# Boat dock water feature



## NewSchool (Jan 8, 2012)

We installed this custom water feature on a client's boat dock project. A 5 horse jet pump sucks water from the lake and pumps it into a negative edge catch basin upstairs. When the water overflows it creates the waterfall which is in front of the downstairs swim platform.


----------



## Mississippiplum (Sep 30, 2011)

Damn I bet that has a nice little price tag

sent from the jobsite porta-potty


----------



## Widdershins (Feb 5, 2011)

NewSchool said:


> We installed this custom water feature on a client's boat dock project. A 5 horse jet pump sucks water from the lake and pumps it into a negative edge catch basin upstairs. When the water overflows it creates the waterfall which is in front of the downstairs swim platform.


 I did a similar feature about 20 years ago using pretty much the same devices you describe INSIDE of a residence.

It lasted about a week before the humidity pretty much ruined his art collection.

I'm pretty sure that's still being litigated to this very day.


----------



## DUNBAR PLUMBING (Sep 11, 2008)

NewSchool said:


> We installed this custom water feature on a client's boat dock project. A 5 horse jet pump sucks water from the lake and pumps it into a negative edge catch basin upstairs. When the water overflows it creates the waterfall which is in front of the downstairs swim platform.


 

Got a shot from the top down... That is definitely interesting. I guess they don't like to fish from that platform though.


----------



## NewSchool (Jan 8, 2012)

I wish I did but I don't.

The pump only runs when they want it to with the flick of a switch. It stays primed because of the 10' head going up to the basin above.


----------

● ● ● ● ● ● ●

> **Written instruction 1**
Write out the boat dock water feature thread from "It lasted about" up to and including "(Sep 11, 2008)", keeping every word the same.

(Dataset records)
● ● ● ● ● ● ●

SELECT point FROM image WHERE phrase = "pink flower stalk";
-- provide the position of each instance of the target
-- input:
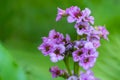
(83, 50)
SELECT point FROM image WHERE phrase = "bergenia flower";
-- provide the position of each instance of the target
(46, 48)
(86, 16)
(58, 53)
(82, 28)
(74, 14)
(73, 78)
(56, 36)
(78, 54)
(87, 62)
(87, 76)
(103, 32)
(60, 14)
(55, 71)
(83, 50)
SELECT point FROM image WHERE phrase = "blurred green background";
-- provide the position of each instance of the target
(24, 22)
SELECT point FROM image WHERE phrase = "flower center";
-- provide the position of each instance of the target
(80, 53)
(56, 36)
(57, 51)
(47, 48)
(86, 60)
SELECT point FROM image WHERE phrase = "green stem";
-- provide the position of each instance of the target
(76, 68)
(66, 61)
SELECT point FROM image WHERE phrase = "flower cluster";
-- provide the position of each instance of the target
(83, 50)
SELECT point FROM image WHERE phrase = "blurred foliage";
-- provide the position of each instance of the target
(24, 22)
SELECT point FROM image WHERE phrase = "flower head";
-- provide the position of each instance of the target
(56, 72)
(72, 78)
(86, 16)
(78, 54)
(103, 32)
(82, 28)
(87, 76)
(58, 53)
(87, 62)
(60, 14)
(46, 48)
(74, 14)
(56, 36)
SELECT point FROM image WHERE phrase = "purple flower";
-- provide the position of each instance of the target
(74, 14)
(82, 28)
(72, 78)
(58, 53)
(79, 44)
(60, 14)
(46, 48)
(86, 16)
(78, 54)
(94, 37)
(103, 32)
(87, 76)
(66, 39)
(87, 62)
(56, 36)
(56, 71)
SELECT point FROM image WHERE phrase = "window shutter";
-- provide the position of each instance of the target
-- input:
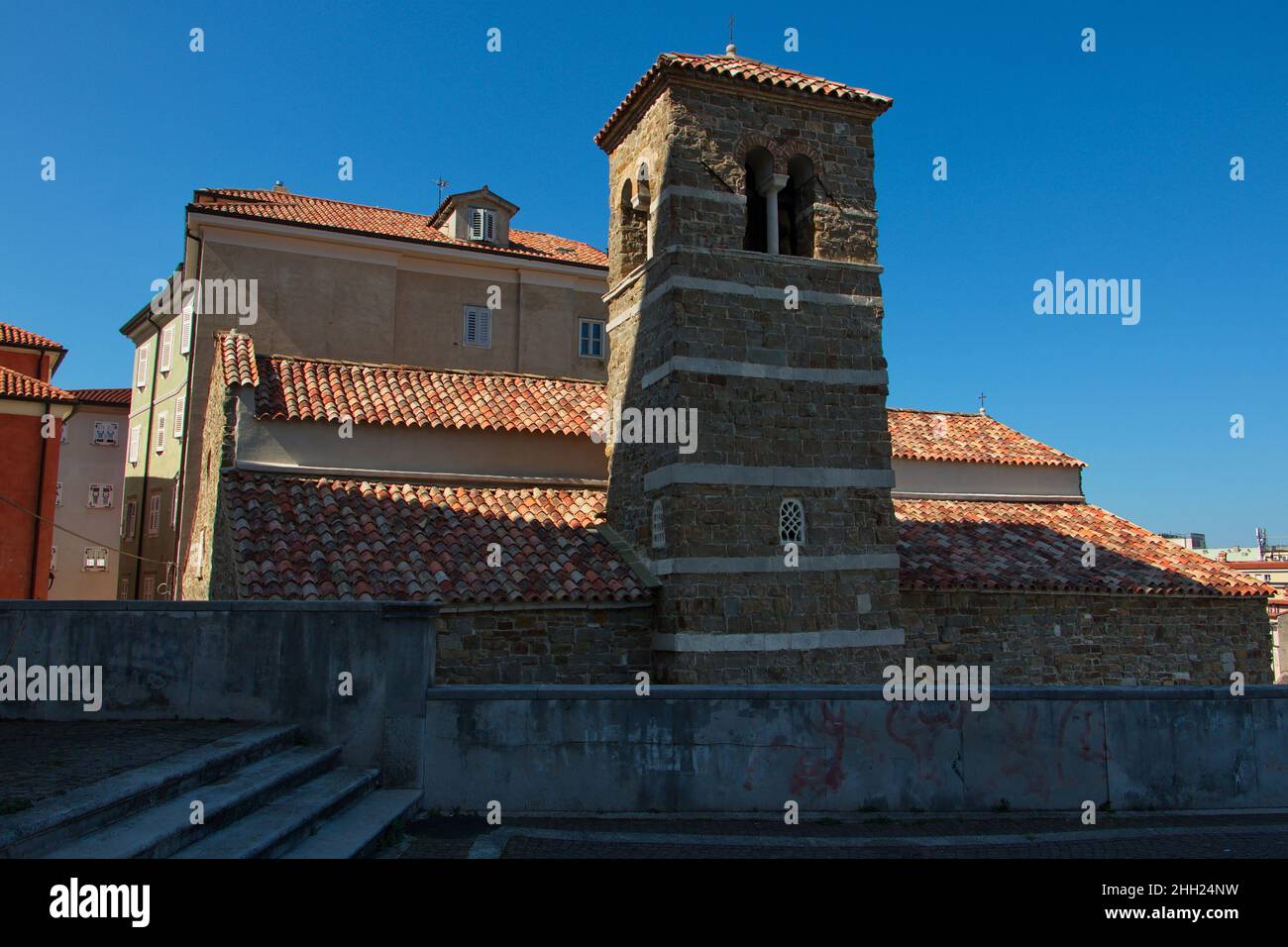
(478, 326)
(185, 329)
(166, 347)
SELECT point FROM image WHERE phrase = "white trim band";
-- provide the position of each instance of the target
(781, 372)
(732, 474)
(699, 192)
(776, 292)
(789, 641)
(725, 565)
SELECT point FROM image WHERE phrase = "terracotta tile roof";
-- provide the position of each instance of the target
(739, 67)
(103, 395)
(21, 338)
(305, 389)
(237, 354)
(947, 544)
(382, 222)
(300, 538)
(14, 384)
(967, 438)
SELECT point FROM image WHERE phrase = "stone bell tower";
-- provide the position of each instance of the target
(743, 286)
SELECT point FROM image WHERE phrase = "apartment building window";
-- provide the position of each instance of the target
(482, 224)
(166, 350)
(185, 326)
(590, 339)
(478, 326)
(132, 517)
(155, 513)
(104, 432)
(101, 496)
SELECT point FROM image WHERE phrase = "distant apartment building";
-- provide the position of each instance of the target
(459, 289)
(33, 412)
(88, 499)
(154, 441)
(1188, 540)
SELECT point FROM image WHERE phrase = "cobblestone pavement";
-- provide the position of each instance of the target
(1159, 836)
(42, 759)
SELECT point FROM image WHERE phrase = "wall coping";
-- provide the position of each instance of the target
(391, 609)
(828, 692)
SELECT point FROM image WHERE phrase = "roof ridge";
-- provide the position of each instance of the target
(314, 197)
(425, 368)
(62, 393)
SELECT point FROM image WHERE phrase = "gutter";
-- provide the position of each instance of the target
(193, 337)
(146, 446)
(40, 501)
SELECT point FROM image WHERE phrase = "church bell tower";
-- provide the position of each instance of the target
(745, 292)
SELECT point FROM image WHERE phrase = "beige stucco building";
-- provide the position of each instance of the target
(460, 289)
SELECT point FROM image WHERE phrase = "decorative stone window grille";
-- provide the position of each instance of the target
(791, 522)
(658, 526)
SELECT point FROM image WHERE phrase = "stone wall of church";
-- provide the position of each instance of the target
(1026, 638)
(1047, 638)
(544, 646)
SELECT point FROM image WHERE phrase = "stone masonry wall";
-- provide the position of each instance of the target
(555, 646)
(1044, 638)
(1028, 638)
(1103, 641)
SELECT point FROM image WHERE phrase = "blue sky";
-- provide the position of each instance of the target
(1113, 163)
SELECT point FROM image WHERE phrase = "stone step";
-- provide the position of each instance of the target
(268, 831)
(356, 831)
(73, 814)
(163, 828)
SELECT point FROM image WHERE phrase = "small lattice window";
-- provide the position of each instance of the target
(791, 522)
(658, 526)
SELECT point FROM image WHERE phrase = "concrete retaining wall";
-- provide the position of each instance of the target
(845, 749)
(265, 661)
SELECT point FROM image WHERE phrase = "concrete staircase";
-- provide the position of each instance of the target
(265, 796)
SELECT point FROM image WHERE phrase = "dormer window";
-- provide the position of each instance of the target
(482, 224)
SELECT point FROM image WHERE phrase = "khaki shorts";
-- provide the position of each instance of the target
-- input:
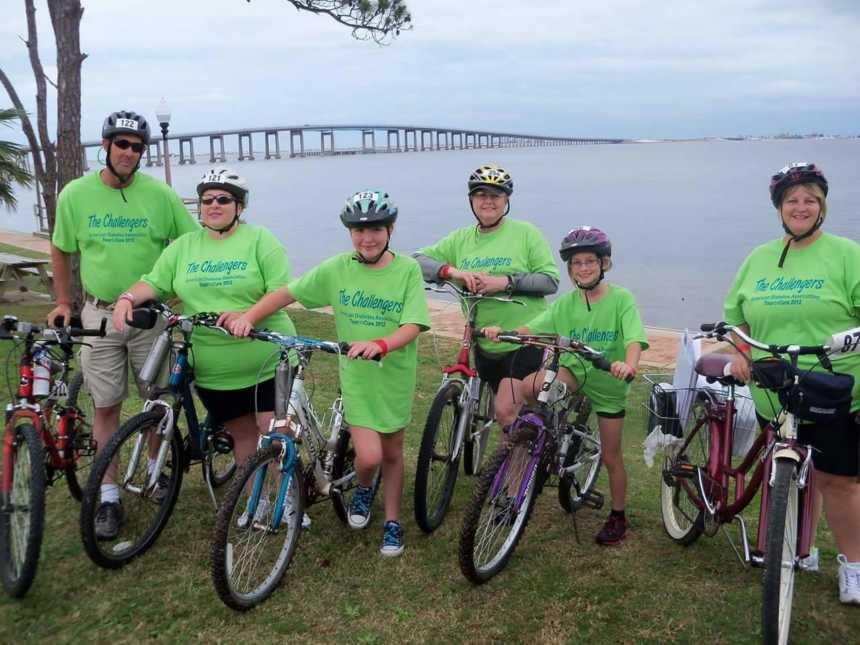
(105, 364)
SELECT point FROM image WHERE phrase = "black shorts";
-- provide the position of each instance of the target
(226, 405)
(518, 364)
(836, 446)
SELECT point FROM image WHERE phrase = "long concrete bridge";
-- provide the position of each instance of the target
(397, 138)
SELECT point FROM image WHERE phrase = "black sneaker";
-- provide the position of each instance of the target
(109, 517)
(613, 532)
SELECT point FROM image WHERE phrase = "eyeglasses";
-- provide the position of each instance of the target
(585, 264)
(223, 200)
(125, 144)
(490, 196)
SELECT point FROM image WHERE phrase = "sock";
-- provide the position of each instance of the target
(109, 493)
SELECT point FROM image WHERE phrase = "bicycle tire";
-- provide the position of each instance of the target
(681, 506)
(586, 449)
(344, 458)
(781, 555)
(485, 546)
(485, 414)
(22, 511)
(237, 551)
(144, 516)
(81, 431)
(436, 470)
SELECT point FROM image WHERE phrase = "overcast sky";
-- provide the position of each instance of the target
(618, 68)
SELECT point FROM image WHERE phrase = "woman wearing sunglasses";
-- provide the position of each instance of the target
(227, 266)
(801, 288)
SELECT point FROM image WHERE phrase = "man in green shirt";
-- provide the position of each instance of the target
(119, 221)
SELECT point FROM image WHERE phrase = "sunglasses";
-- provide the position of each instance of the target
(223, 200)
(125, 144)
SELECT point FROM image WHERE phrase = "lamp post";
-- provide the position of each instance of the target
(162, 113)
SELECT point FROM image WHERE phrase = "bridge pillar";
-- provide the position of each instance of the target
(364, 135)
(220, 156)
(243, 136)
(323, 135)
(396, 134)
(301, 136)
(182, 158)
(274, 135)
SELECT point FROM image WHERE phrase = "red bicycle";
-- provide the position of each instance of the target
(47, 435)
(701, 490)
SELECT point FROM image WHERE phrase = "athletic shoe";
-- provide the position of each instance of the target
(810, 562)
(849, 581)
(392, 539)
(613, 531)
(359, 508)
(109, 517)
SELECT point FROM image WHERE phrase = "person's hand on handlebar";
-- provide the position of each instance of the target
(622, 371)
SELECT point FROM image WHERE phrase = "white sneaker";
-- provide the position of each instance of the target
(810, 562)
(849, 581)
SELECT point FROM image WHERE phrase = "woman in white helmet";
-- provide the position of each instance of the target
(227, 266)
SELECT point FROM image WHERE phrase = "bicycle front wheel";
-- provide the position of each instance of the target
(79, 448)
(436, 470)
(475, 448)
(249, 556)
(22, 508)
(501, 505)
(780, 559)
(681, 504)
(145, 510)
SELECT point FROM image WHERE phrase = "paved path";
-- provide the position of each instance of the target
(445, 317)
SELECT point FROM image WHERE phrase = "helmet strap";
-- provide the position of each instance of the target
(797, 238)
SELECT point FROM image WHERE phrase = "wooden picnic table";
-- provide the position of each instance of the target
(15, 268)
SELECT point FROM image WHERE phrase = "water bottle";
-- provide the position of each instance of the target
(41, 373)
(155, 359)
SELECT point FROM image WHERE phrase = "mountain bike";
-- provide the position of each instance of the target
(458, 423)
(552, 439)
(701, 490)
(47, 436)
(149, 490)
(259, 521)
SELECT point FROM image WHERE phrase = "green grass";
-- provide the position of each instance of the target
(338, 589)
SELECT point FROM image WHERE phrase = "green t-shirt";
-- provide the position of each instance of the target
(515, 247)
(119, 239)
(226, 275)
(370, 304)
(610, 327)
(815, 295)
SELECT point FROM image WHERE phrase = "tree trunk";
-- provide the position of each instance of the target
(66, 20)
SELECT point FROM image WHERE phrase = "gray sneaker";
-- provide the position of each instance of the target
(109, 517)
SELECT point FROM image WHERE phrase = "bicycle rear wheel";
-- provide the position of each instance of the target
(681, 504)
(22, 509)
(481, 422)
(344, 468)
(249, 557)
(781, 557)
(79, 450)
(436, 470)
(145, 511)
(494, 522)
(585, 453)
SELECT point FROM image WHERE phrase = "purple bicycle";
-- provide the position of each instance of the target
(553, 439)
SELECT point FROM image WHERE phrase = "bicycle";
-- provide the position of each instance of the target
(542, 442)
(150, 491)
(47, 436)
(458, 422)
(697, 475)
(258, 524)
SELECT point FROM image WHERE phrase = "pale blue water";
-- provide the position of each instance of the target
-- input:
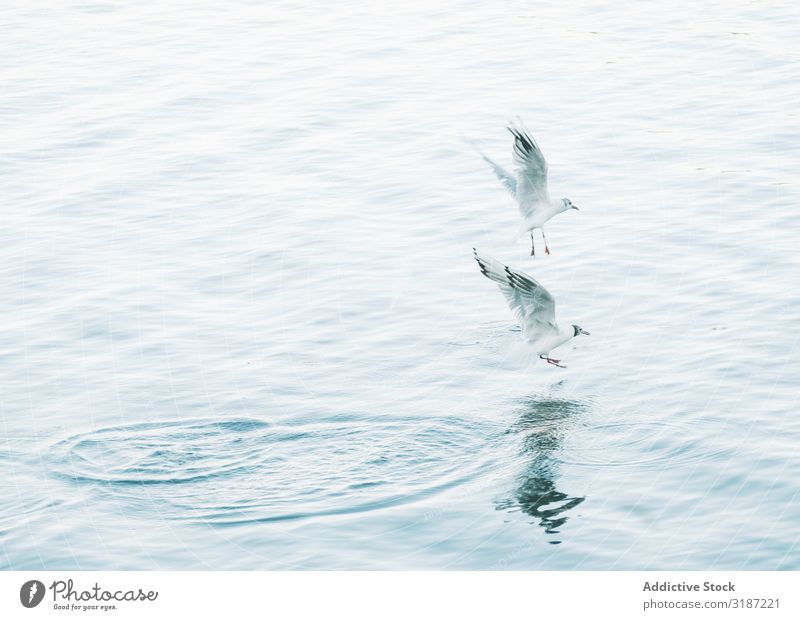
(242, 325)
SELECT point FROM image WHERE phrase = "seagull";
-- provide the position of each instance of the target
(533, 306)
(529, 187)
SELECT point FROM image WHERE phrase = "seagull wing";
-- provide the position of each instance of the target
(506, 178)
(531, 169)
(531, 303)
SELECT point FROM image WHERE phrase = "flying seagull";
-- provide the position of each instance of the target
(533, 306)
(529, 186)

● ● ● ● ● ● ●

> **Written instruction 2**
Collect every line of the rows that contains the word "concrete", treating uppercase and lowercase as different.

> **Final answer 1**
It lasted about a week before the humidity pretty much ruined his art collection.

I'm pretty sure that's still being litigated to this very day.


----------



## DUNBAR PLUMBING (Sep 11, 2008)

> **Final answer 2**
SELECT point FROM image WHERE phrase = "concrete retaining wall";
SELECT point FROM image WHERE phrase = "concrete staircase";
SELECT point FROM image WHERE phrase = "long concrete bridge";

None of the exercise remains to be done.